GIVEN REQUEST
Can you rewrite the items below with "snug box" changed to "tight box" and everything else unchanged? Omit the pictures from your answer.

[Collection entries]
┄┄┄┄┄┄

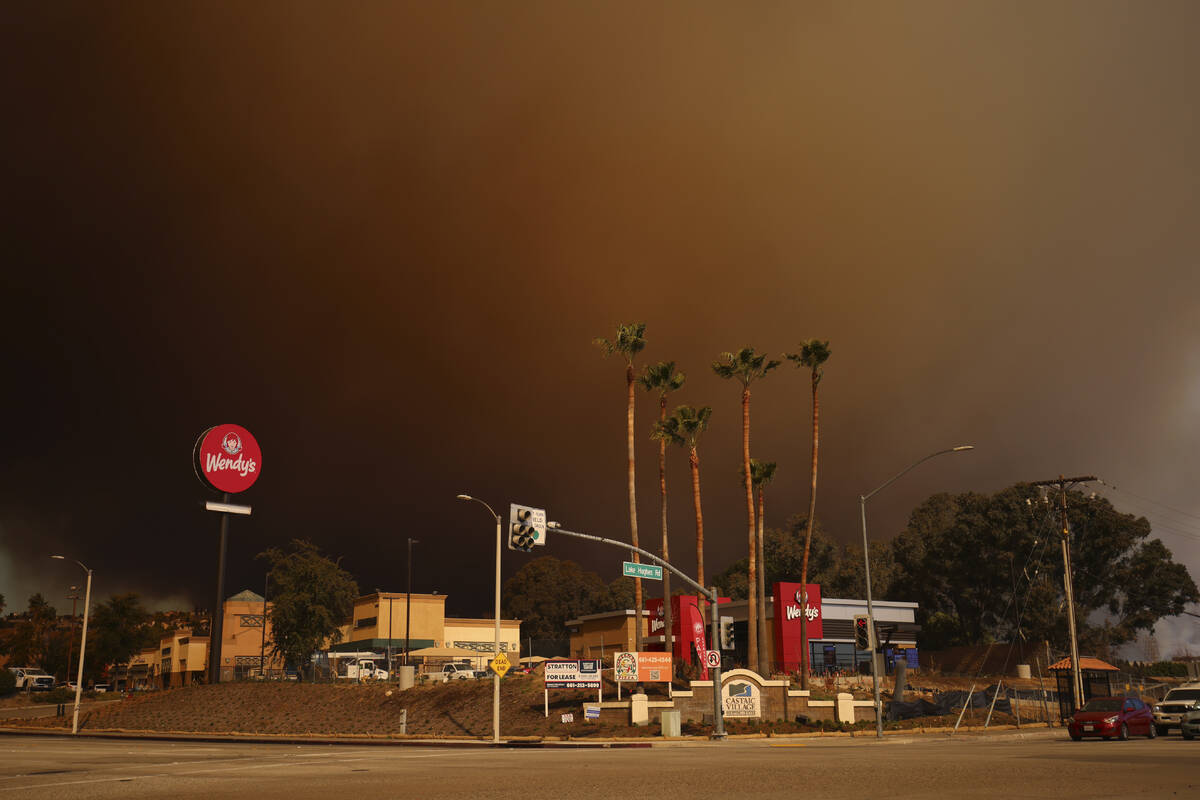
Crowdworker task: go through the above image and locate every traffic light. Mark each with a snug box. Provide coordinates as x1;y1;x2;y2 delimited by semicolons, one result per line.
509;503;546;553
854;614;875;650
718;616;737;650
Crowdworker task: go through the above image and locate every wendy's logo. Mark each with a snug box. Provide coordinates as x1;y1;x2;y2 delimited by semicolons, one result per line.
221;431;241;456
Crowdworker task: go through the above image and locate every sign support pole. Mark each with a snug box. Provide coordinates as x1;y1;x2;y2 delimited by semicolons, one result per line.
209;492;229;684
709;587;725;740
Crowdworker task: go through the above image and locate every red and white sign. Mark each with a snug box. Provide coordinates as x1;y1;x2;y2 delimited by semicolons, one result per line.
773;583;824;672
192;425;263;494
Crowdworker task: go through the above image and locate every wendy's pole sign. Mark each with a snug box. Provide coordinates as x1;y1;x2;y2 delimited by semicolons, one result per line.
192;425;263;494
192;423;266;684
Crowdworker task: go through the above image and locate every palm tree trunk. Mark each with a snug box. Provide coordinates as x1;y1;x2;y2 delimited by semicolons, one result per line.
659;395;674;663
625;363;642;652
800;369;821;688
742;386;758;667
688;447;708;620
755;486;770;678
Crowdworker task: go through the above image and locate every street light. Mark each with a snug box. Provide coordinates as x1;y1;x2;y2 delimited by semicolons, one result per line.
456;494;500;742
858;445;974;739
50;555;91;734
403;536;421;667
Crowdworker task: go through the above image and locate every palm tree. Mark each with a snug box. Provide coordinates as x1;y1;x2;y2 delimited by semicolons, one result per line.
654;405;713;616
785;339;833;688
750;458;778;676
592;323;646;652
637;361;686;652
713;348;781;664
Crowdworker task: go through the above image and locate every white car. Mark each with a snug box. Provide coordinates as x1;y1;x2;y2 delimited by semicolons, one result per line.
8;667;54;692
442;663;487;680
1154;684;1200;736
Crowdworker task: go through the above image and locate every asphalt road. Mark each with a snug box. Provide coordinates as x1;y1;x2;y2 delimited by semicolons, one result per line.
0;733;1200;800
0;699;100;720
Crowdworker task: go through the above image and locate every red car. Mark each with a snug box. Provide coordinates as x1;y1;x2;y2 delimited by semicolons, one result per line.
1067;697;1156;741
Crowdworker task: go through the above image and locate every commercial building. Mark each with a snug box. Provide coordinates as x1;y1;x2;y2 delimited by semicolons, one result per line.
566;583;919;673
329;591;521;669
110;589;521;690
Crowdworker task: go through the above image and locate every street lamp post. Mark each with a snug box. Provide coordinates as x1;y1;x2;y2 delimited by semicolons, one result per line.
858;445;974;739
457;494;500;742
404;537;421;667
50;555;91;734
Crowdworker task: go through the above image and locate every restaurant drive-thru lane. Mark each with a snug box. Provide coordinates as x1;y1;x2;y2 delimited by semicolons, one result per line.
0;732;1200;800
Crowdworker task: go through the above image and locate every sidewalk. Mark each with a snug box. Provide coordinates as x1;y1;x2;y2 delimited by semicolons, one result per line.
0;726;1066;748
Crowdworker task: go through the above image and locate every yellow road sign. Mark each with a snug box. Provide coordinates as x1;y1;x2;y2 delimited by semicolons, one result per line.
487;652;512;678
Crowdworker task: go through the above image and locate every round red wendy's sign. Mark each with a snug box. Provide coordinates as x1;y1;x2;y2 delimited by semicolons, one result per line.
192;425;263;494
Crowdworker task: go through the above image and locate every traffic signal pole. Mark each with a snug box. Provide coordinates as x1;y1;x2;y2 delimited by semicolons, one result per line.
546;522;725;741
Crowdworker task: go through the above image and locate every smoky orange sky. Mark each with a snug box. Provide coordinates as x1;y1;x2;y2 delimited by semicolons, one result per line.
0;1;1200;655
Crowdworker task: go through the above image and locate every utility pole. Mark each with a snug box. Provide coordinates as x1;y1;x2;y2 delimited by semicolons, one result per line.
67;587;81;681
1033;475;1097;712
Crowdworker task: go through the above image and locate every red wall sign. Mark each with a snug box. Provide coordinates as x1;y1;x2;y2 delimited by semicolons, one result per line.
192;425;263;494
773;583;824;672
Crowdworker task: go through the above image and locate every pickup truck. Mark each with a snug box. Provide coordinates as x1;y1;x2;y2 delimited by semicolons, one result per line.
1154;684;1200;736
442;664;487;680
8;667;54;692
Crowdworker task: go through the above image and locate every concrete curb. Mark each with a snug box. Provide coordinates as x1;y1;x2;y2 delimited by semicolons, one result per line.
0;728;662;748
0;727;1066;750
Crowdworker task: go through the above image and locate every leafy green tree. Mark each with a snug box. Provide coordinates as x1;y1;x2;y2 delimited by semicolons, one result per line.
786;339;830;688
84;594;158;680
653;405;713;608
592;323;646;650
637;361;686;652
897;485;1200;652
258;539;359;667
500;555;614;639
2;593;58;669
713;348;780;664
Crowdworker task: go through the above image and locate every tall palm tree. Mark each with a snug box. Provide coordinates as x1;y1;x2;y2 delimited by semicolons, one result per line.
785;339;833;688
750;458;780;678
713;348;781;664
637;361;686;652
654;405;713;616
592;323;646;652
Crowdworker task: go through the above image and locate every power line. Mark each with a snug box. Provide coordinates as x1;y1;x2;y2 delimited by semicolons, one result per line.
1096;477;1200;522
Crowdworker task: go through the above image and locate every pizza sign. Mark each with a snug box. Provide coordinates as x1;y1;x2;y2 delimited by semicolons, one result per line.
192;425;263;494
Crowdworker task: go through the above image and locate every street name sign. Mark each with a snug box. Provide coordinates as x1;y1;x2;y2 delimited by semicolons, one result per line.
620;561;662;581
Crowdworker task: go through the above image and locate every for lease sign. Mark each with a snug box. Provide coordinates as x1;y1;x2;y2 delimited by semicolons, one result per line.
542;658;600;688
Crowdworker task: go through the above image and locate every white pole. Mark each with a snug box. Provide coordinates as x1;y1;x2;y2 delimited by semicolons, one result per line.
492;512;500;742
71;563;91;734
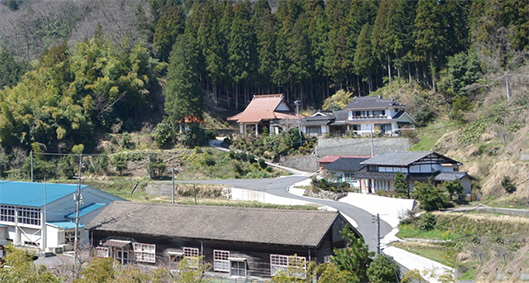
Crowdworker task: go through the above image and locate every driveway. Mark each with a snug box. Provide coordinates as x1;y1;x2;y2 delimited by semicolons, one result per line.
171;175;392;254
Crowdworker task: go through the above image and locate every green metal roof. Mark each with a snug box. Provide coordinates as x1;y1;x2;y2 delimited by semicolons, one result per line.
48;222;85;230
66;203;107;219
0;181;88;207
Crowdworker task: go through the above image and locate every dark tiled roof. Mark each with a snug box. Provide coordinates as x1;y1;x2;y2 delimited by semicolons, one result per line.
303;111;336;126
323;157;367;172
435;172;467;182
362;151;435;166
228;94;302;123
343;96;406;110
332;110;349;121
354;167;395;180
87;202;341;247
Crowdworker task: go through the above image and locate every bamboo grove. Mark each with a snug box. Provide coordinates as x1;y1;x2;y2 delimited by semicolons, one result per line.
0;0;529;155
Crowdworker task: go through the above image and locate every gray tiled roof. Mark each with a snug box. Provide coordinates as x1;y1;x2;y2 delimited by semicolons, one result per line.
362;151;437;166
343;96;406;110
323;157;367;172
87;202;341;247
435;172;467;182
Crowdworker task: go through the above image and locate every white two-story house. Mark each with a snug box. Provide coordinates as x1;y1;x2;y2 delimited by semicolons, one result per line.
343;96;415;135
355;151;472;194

┄┄┄┄┄┄

CORRECT ANSWER
Crowdworker task: go through the above image and locate every traffic light. Mark each with a tight box. Provide coordinates as x1;y1;x2;y2 delimited by semicolons, one result per line.
509;503;546;553
854;614;875;650
718;616;737;650
Crowdworker task: go through the above image and locate every wendy's logo. Mark each with a tight box. Provide coordinates as x1;y1;x2;y2 delimited by semicolons, one result per line.
221;431;241;456
Crowdworker task: go through the above image and locate every sign support pole. Mark each with a tight box. Provide coordinates as x1;y1;x2;y2 delimited by semicolons, one result per line.
209;492;229;684
709;587;725;740
Crowdworker task: go through the above image and locate every red and white sign. Mark each with a tight box. Provide coordinates as x1;y1;x2;y2 delimited by semicolons, one result per line.
773;583;824;672
192;425;263;494
Crowdworker task: go through the above image and locate every wendy's pole sign. Mark each with a tight box. Provide coordinates as x1;y1;x2;y2 delimited by semicolons, one result per line.
192;425;263;494
192;423;266;684
Crowdworker task: go through the above image and locate every palm tree trunk. Mark each with a tight box. Provide coordinates as x1;y1;x2;y2 delimited by semicolons, one result per line.
659;395;674;663
625;363;642;652
800;369;821;688
742;386;758;667
688;447;708;620
755;486;770;678
Crowdworker task: go through the above image and locate every street light. Mark each with a tight box. Provide coordinates as x1;y1;x2;y2 delimited by semicolons, one result per line.
456;494;500;742
858;445;974;739
50;555;91;734
403;536;421;667
Crowdworker task: go through the above image and locate every palm tree. Mark each with a tight box. Provide coordinates as x1;y1;x2;y2 delimited by semicolons, one result per line.
654;405;713;616
785;339;833;688
750;458;778;676
592;323;646;652
637;361;686;652
713;348;781;664
Crowdworker task: go through the above image and locate every white car. Mark each with a tight box. Provide coordinates as x1;y1;x2;y2 delimited by semicolons, one result per line.
8;667;54;692
442;663;487;680
1154;684;1200;736
Crowdworker task: go through the above image and locate every asphalt road. Mark each with a tight box. Provide coordinates as x1;y1;x2;y2 delimited by semicolons, one result per line.
0;733;1200;800
0;699;100;720
Crowdworker task: go through the above image and locate every red car. Mark each with a tight box. Provide coordinates as x1;y1;x2;y2 delimited by semicolons, one result per line.
1067;697;1156;741
Crowdworker task: go through the above image and locate every commercial building. Mark each with a tight box. Provide coordinates as x1;y1;x2;y2 delimited by semicolons, one result per line.
566;583;919;673
329;591;521;669
110;589;521;690
Crowdworker task: go through the above image and locate every street lamp post. Mark each with a tight box. Provide coordinates as x1;y1;x2;y2 delimited by semicolons, one result per line.
858;445;974;739
457;494;500;742
404;537;421;667
50;555;91;734
Crowdworker task: go through the above image and locate every restaurant drive-thru lane. Mark each with a tight box. Provide coordinates as x1;y1;x2;y2 delimited by semicolons, one result per line.
0;732;1200;800
Crowdworker task: go through the above image and locate every sidewalk. Mark each with a tight box. Provide coordinates as x1;y1;x2;y2 delimited by semicolons, one result per line.
0;726;1066;748
Crowdworker task: go through the above image and locate every yellow road sign. Mark each with a tight box. Provide coordinates as x1;y1;x2;y2 delimited by semicolons, one result per line.
487;652;512;678
Crowdworker task: go through the above image and locate every round red wendy's sign. Mark each with a tight box. Provide coordinates as x1;y1;x2;y2 delimited by semicolons, one result per line.
192;425;263;494
Crowdworker task: go through the above image and locate every traffic signal pole. Mark each with a tight box. Provide coordinates as x1;y1;x2;y2 delimited by semicolons, one result per line.
546;522;725;741
Crowdworker task: go through the above image and locate every smoky orange sky. Mark each with a tight box. Provide coordinates as x1;y1;x2;y2 delimited by semicolons, one result per line.
0;1;1200;655
Crowdworker task: go through the above image and locate every utility pole. Mark each with a tight box. Provide coordinates as x1;y1;x2;y2 delimited by semicolons, one result per line.
67;587;81;681
1033;475;1097;712
Crowdworker task: go through the above image and locate every red wall sign. Mark each with a tight box. Provide coordinates as x1;y1;x2;y2 delimited by semicolons, one result per line.
192;425;263;494
773;583;824;672
Crowdworker task: go through the above image and locate every pickup truck. Mark each with a tight box. Provide coordinates as x1;y1;x2;y2 delimited by semicolons, one result per line.
1154;684;1200;736
442;664;487;680
8;667;54;692
Crowdworker task: go through the above image and locate every concrete curb. Mark each with a tight box. Provide coordinates as x1;y1;x2;y2 delimited by semicolons, one result per line.
0;728;662;748
0;727;1066;750
Crowdworker task: go through the above image and locate every leafy green tree. Mark each with a tight box. Provide coordinates as x1;y1;x2;y2 delimited by semicolons, one result per line.
786;339;830;688
84;594;158;680
653;405;713;608
592;323;646;650
637;361;686;652
897;485;1200;652
258;539;359;667
500;555;614;639
2;593;58;669
713;348;780;664
Crowdworker task: go through the above image and locate every tall palm tree. Mark each with a tight box. Provide coordinates as x1;y1;x2;y2 delimited by semicolons, one result per line.
785;339;833;688
750;458;780;678
713;348;781;664
637;361;686;652
654;405;713;616
592;323;646;652
Crowdworker task: go through the above image and locate every power line. Mark each with a tight box. Provide coordinates as x1;y1;x2;y2 delimited by semicolons, one result per line.
1096;477;1200;522
Crowdworker task: go through the above image and locate every pizza sign. Mark each with a tight box. Provide coordinates as x1;y1;x2;y2 delimited by semicolons, one result per line.
192;425;263;494
Crowdworker task: go through the above image and locate every street name sign. Mark each with a tight box. Provide coordinates as x1;y1;x2;y2 delimited by semicolons, one result per line.
620;561;662;581
Crowdworker task: go through the above image and locate every for lease sign. Mark each with a tight box. Provide coordinates as x1;y1;x2;y2 delimited by semicolons, one result per line.
542;658;600;688
Crowdworker task: go through the above image and locate every white pole. Mark each with a tight box. Provide coordinates as x1;y1;x2;y2 delimited by semicolons, one result per line.
492;512;500;742
71;563;91;734
Crowdworker task: go through the above image and locate every driveway. Mark each with a tight box. Provide coordinates as x1;y1;x2;y2 delimited by semicolons, one result per line.
171;175;392;254
Crowdworker task: go through the above image and locate every green metal roof. Mark each with a tight box. Provide coordinates as x1;y1;x2;y2 delimited by semicolons, one result per line.
48;222;85;230
66;203;107;219
0;181;88;207
Crowdworker task: go through the above image and locate every dark tiled roof. Mark each with a tight box. Provide coordinates as x1;y1;x2;y2 delimited by semicolons, one result per line.
303;111;336;126
323;157;367;172
435;172;467;182
362;151;435;166
228;94;302;123
343;96;406;110
332;110;349;121
354;167;395;180
87;202;341;247
Crowdworker task: go through the above image and locate every bamboo grove. Mark each with a tight box. Provide coordinates as x1;y1;x2;y2 delimited by semicolons, one result per line.
0;0;529;155
Crowdworker task: go through the above image and locate every gray tiled roof. Mark each with a tight box. Provide coordinates as x1;y1;x2;y2 delimited by semicolons, one result per line.
362;151;437;166
343;96;406;110
323;157;367;172
87;202;341;247
435;172;467;182
Crowdworker task: go through the above image and locate every white two-story house. Mark each with a tight box. Provide coordinates as x1;y1;x2;y2 delimited by semicolons, one result per line.
343;96;415;135
355;151;472;194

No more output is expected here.